» **Coordinate annotation entries**

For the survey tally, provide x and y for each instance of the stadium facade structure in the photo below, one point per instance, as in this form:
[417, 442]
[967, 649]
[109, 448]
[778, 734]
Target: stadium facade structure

» **Task goal**
Write out every row above again, word for word and line for line.

» **Task output**
For the survey tally, provide x and y for each instance of the stadium facade structure in the photo below, one point per instance, as in this form:
[417, 442]
[967, 649]
[109, 448]
[778, 734]
Target: stadium facade structure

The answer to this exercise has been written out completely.